Direction ::
Which lines in the records below contain the word "white"? Pick out each one and copy it.

(Bounding-box records)
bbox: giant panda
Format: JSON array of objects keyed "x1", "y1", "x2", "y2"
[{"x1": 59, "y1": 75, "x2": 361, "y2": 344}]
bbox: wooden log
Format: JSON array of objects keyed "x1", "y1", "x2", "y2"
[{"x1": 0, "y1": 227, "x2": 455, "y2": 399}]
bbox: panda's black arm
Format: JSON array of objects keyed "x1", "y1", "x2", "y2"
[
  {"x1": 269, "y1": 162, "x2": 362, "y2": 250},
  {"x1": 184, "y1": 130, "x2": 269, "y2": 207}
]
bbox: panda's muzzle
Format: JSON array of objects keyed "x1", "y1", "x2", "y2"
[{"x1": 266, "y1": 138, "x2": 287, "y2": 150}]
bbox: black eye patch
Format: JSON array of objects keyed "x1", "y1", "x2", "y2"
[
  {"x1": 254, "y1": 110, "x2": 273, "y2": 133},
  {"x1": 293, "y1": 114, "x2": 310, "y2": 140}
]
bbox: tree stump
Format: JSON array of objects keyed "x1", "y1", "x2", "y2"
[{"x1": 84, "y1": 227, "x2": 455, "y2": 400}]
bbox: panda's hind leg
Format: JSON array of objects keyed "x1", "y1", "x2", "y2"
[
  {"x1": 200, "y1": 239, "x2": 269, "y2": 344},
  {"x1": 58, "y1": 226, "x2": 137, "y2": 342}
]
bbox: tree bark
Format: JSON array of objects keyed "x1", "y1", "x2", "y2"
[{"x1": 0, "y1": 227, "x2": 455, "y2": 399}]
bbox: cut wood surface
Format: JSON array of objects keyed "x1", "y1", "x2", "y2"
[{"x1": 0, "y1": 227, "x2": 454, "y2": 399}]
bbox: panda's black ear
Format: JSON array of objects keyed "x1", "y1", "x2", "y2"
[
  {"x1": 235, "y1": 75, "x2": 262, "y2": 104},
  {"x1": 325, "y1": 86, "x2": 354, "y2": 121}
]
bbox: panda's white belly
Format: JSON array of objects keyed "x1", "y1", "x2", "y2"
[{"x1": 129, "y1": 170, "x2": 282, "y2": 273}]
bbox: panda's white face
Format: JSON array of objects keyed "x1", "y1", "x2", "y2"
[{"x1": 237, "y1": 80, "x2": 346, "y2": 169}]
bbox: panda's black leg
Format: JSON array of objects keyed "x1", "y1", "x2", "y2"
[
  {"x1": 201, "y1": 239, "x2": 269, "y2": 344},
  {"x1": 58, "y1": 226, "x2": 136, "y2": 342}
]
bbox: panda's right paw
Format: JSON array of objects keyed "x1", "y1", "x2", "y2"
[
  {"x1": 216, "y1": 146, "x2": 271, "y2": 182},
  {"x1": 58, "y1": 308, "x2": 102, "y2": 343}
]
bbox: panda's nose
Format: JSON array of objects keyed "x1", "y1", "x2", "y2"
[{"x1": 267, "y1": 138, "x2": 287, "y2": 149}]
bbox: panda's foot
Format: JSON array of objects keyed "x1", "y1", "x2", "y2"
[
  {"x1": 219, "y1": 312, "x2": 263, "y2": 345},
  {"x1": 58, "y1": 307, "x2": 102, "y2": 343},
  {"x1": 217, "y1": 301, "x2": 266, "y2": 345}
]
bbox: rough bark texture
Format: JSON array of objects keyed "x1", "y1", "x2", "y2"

Result ::
bbox: panda's white belly
bbox: panda's white face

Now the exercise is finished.